--- What you need to do ---
Give all of the rows below as a numbered list, leaving out any blank lines.

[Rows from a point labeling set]

↓↓↓

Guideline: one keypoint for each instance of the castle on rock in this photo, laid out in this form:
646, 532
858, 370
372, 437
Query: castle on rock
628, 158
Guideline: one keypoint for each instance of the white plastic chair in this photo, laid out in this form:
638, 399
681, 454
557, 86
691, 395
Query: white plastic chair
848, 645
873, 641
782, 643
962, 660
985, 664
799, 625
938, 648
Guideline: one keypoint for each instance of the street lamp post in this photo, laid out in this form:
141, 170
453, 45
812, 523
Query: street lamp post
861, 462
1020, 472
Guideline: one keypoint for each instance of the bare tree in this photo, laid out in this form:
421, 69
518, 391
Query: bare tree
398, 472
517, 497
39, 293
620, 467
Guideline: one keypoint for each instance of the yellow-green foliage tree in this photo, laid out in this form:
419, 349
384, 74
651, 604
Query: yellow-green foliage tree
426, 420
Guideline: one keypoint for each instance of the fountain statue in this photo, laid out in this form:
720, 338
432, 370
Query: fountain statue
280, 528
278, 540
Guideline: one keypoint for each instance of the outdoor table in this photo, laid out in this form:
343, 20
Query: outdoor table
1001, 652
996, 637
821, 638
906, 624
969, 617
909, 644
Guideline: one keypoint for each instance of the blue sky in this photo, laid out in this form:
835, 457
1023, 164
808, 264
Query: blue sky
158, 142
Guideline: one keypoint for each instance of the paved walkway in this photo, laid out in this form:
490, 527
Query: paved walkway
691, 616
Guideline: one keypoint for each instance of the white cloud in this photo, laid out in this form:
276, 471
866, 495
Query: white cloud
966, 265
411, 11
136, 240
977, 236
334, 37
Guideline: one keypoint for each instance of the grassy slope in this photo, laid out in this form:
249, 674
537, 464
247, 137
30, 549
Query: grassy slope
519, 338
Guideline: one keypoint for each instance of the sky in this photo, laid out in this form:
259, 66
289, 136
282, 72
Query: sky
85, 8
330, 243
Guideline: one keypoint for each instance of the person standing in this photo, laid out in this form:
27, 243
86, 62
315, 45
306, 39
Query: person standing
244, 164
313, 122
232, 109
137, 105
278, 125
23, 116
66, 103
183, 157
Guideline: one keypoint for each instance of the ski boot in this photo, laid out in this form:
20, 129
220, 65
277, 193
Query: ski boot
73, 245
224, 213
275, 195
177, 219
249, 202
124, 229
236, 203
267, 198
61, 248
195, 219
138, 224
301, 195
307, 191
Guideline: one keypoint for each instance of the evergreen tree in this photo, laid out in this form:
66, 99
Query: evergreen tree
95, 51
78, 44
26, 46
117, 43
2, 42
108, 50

↑↑↑

--- Result ---
1. Guideline: one keypoint for each instance of the castle on rock in this photo, laid out in this form:
2. 646, 532
3. 858, 370
4. 372, 437
5. Query: castle on rock
6. 628, 158
7. Guideline: one keypoint for each instance of the white plastic chair in this photo, laid out in this form:
8. 638, 399
9. 681, 454
10. 557, 86
11. 691, 395
12. Query: white plastic chair
13. 848, 645
14. 873, 641
15. 782, 643
16. 962, 660
17. 985, 664
18. 799, 625
19. 938, 648
20. Guideline: one keypoint for each instance of the street lamp post in this photo, laid out in this form:
21. 141, 170
22. 453, 45
23. 812, 523
24. Query: street lamp post
25. 861, 462
26. 1020, 472
27. Guideline: one keypoint for each instance of the bare tree in this photo, laid out in this form:
28. 421, 69
29. 518, 391
30. Query: bare tree
31. 398, 472
32. 517, 497
33. 39, 293
34. 620, 467
35. Guideline: one keypoint for each instance of the yellow-green foliage tree in this photo, laid out in this form:
36. 419, 349
37. 384, 74
38. 651, 604
39. Query: yellow-green foliage tree
40. 426, 420
41. Guideline: one keypoint for each instance of the fountain statue in this photo, laid out in this form:
42. 720, 338
43. 432, 370
44. Query: fountain statue
45. 280, 528
46. 278, 540
47. Guideline: one keypoint for each instance of the outdoor table in this photo, laid out in this form:
48. 343, 20
49. Query: outdoor table
50. 1001, 652
51. 996, 637
52. 821, 638
53. 906, 624
54. 969, 617
55. 909, 644
56. Guideline: one keypoint for each instance of the blue sky in this photo, laid out in this form:
57. 835, 457
58. 1023, 164
59. 808, 264
60. Query: blue sky
61. 158, 142
62. Guideline: one keypoint for each instance of the paved walkway in this photo, laid out in this form:
63. 490, 527
64. Query: paved walkway
65. 691, 616
66. Guideline: one keypoint for each instance of the white cloud in this photo, laid out in this form:
67. 276, 471
68. 866, 495
69. Query: white cloud
70. 966, 265
71. 411, 11
72. 136, 240
73. 977, 236
74. 334, 37
75. Guideline: one keypoint for each instance of the grassy slope in this photo, laid out in this form:
76. 249, 674
77. 537, 464
78. 247, 137
79. 30, 549
80. Query: grassy slope
81. 519, 338
82. Guideline: one keypoint for each instance of the sky in this photo, laid out in this form:
83. 259, 66
84. 289, 136
85. 282, 72
86. Query: sky
87. 85, 8
88. 330, 243
89. Guideline: one keypoint for each instance of the person standing in this photo, laid out in this form:
90. 27, 243
91. 86, 62
92. 315, 45
93. 306, 39
94. Query: person standing
95. 244, 164
96. 313, 122
97. 232, 109
98. 137, 105
99. 278, 125
100. 23, 116
101. 66, 103
102. 183, 157
103. Guideline: one keypoint for each instance of the ski boot in this photo, laid out in this form:
104. 20, 129
105. 220, 65
106. 277, 193
107. Query: ski boot
108. 73, 245
109. 224, 213
110. 275, 195
111. 177, 219
112. 249, 202
113. 124, 229
114. 236, 203
115. 267, 198
116. 61, 248
117. 195, 219
118. 138, 224
119. 301, 195
120. 307, 191
121. Guideline: one keypoint for each instance of the evergreen tree in this photo, laid out in this form:
122. 66, 99
123. Query: evergreen tree
124. 95, 51
125. 78, 44
126. 26, 46
127. 117, 43
128. 2, 42
129. 108, 50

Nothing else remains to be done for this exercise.